**What to work on:** Across the entries below, how many lines include "forested"? Give the number and nothing else.

[Collection entries]
● ● ●

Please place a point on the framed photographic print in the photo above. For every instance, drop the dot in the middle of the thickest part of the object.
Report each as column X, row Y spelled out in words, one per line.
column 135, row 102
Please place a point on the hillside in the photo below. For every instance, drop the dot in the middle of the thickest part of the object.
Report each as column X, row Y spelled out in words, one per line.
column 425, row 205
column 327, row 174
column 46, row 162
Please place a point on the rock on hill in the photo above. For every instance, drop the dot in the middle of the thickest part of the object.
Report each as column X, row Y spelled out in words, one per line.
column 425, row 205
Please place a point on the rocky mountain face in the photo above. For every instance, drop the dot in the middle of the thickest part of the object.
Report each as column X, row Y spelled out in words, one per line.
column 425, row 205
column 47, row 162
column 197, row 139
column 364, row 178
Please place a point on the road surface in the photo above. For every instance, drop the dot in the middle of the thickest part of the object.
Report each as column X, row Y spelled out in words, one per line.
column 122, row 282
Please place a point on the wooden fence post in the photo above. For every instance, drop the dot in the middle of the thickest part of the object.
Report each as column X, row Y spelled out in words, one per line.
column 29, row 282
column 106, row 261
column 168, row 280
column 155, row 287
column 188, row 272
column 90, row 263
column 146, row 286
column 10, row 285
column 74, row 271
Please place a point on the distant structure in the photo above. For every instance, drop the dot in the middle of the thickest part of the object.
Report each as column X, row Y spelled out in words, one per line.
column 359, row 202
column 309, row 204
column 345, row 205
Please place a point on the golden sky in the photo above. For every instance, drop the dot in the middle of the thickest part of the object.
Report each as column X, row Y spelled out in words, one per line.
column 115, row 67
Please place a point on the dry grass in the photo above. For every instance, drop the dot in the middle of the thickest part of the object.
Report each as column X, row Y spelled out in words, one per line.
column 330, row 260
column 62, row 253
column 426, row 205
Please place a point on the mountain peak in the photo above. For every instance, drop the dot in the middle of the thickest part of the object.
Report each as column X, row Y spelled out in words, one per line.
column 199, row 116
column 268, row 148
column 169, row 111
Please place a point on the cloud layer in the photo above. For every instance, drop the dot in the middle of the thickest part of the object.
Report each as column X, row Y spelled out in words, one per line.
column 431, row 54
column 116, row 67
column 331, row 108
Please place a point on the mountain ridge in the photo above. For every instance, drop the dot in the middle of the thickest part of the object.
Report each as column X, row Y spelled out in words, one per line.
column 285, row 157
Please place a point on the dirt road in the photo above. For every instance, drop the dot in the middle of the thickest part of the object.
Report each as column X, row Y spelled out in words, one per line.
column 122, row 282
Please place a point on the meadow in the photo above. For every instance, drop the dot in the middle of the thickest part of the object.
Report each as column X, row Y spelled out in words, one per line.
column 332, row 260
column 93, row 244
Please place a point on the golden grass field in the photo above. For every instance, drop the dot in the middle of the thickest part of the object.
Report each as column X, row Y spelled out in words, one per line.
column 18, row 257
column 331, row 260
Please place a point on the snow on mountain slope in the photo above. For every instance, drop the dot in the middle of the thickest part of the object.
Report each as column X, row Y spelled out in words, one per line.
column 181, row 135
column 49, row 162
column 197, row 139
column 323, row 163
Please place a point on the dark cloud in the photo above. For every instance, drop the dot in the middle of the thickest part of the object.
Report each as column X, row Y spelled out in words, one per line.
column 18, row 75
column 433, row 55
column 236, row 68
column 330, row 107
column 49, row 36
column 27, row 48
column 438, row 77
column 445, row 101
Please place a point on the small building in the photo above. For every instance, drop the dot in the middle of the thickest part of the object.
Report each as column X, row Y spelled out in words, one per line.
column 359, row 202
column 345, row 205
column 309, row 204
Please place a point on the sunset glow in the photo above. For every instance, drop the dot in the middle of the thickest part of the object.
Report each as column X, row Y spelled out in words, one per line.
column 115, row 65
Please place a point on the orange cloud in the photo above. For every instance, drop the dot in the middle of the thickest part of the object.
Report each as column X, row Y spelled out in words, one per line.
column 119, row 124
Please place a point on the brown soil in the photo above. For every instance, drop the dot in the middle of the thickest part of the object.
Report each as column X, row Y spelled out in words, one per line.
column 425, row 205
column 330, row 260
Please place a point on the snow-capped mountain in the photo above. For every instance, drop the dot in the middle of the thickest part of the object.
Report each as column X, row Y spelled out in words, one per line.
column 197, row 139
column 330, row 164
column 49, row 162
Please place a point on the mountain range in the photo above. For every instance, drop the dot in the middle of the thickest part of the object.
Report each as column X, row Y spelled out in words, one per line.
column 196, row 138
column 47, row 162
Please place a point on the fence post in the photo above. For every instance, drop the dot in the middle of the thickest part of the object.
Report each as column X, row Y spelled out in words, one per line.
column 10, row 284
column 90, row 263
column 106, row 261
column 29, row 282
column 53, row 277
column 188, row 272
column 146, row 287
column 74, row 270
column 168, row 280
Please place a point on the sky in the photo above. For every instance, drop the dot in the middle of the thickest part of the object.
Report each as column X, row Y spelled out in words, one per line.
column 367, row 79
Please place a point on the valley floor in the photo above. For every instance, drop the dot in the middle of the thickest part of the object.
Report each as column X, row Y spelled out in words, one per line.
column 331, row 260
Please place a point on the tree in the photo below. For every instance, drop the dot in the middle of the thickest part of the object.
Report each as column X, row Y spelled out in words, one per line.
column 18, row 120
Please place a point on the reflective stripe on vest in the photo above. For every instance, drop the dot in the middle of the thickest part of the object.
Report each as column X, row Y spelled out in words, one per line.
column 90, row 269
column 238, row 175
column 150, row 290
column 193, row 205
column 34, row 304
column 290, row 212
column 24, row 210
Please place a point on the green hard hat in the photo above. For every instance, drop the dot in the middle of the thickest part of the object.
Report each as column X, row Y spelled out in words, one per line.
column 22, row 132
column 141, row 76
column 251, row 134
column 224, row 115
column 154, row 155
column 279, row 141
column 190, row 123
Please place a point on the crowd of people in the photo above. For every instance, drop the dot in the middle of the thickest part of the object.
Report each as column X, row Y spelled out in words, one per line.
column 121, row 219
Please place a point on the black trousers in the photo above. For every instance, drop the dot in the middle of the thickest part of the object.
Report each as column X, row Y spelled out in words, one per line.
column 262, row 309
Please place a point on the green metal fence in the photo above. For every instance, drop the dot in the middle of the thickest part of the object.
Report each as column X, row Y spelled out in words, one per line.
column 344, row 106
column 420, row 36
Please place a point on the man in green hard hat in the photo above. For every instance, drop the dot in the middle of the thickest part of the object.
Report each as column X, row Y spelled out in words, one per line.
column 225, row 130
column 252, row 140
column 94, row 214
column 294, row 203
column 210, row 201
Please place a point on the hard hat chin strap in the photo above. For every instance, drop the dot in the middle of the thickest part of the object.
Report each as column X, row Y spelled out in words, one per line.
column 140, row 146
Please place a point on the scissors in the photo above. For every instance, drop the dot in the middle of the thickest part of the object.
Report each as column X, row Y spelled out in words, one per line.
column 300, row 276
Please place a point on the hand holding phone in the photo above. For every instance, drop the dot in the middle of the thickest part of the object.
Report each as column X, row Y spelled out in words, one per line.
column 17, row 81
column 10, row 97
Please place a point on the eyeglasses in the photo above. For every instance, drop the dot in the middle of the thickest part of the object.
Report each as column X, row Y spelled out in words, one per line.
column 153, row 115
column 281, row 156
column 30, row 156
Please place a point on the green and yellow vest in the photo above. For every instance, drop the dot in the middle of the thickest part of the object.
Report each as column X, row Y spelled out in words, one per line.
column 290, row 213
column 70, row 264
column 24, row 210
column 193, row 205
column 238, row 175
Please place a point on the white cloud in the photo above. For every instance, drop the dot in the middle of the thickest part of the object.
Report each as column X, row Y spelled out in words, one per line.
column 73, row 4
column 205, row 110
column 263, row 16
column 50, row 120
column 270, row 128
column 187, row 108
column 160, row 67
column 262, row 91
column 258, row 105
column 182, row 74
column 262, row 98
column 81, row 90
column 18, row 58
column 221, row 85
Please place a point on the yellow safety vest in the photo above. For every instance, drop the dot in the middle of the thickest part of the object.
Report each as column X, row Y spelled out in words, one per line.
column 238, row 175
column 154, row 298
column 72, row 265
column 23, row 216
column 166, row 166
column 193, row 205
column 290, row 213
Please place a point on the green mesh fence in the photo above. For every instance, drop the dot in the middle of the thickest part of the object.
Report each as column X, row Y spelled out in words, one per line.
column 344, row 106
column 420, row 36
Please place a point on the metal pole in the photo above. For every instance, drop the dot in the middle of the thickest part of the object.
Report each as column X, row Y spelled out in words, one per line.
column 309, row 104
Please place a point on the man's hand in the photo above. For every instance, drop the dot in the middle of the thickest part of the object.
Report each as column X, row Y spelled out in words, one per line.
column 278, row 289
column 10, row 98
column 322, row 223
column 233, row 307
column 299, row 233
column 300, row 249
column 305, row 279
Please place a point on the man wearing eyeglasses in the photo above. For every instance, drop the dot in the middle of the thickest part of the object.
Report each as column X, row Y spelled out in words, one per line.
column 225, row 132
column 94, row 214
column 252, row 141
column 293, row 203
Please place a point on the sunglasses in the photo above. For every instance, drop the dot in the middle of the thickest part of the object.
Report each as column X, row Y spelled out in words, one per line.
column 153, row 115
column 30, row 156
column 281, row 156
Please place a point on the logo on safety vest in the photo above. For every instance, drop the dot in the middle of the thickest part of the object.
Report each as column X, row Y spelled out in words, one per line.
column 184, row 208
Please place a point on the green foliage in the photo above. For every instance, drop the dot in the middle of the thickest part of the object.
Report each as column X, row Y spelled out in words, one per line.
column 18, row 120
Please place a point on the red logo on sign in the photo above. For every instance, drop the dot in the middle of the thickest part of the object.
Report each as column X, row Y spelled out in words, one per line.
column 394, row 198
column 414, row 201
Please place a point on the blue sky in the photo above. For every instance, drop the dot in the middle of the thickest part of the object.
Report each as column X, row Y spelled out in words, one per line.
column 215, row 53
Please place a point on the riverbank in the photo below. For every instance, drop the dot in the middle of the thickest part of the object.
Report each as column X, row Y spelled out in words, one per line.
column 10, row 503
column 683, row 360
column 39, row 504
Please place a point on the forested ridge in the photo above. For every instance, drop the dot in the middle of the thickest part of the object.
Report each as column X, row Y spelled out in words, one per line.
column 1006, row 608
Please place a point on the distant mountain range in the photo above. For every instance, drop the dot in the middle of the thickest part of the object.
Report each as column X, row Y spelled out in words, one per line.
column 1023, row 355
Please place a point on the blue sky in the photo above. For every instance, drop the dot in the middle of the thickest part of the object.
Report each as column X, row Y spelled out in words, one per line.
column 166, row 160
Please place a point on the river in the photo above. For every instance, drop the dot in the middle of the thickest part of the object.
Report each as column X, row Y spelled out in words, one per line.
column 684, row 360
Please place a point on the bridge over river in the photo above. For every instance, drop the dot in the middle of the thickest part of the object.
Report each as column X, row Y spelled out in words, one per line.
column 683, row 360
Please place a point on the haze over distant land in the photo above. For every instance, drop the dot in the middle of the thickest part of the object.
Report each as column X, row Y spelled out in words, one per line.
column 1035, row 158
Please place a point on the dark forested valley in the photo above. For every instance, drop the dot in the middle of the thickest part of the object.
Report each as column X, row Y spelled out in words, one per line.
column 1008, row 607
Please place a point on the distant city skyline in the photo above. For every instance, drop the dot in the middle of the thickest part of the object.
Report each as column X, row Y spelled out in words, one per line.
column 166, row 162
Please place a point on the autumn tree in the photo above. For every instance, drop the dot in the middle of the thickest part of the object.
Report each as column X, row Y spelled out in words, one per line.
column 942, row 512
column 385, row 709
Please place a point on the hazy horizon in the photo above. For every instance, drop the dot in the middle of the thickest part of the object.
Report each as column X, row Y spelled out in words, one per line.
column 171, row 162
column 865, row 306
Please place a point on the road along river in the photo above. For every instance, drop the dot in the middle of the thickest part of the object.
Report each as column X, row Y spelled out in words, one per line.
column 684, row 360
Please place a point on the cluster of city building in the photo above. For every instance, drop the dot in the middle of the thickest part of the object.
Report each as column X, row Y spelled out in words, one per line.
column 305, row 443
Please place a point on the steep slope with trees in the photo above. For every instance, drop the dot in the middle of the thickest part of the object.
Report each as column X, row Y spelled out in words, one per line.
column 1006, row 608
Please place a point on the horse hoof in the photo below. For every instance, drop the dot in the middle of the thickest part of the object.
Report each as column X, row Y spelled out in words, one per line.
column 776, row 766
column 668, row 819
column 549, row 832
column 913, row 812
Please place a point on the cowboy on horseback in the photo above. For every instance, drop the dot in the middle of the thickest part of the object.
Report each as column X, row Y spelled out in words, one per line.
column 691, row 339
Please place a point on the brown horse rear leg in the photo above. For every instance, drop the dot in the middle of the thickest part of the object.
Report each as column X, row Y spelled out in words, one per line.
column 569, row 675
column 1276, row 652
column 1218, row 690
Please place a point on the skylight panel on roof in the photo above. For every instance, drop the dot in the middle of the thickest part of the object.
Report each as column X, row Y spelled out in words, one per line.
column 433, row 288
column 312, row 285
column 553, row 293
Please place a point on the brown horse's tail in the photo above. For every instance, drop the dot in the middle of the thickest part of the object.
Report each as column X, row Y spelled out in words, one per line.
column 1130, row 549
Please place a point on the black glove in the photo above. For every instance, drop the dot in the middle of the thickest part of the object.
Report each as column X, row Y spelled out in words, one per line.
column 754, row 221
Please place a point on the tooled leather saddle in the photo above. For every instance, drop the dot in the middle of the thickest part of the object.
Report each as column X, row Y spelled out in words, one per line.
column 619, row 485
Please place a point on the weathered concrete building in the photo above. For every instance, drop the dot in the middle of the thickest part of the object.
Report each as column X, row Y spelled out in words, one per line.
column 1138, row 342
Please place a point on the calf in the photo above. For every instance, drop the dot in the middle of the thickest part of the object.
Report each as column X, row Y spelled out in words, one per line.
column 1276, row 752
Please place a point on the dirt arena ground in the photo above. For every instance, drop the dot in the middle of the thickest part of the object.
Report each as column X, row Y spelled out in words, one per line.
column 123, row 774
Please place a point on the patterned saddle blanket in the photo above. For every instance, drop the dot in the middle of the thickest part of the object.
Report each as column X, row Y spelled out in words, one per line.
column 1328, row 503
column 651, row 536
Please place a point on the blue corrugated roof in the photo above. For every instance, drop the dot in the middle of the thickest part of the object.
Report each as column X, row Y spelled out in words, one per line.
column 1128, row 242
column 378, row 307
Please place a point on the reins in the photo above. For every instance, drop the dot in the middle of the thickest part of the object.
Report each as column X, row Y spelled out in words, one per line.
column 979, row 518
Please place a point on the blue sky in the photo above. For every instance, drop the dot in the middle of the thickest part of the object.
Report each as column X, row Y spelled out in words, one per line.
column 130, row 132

● ● ●

**Written solution:** 2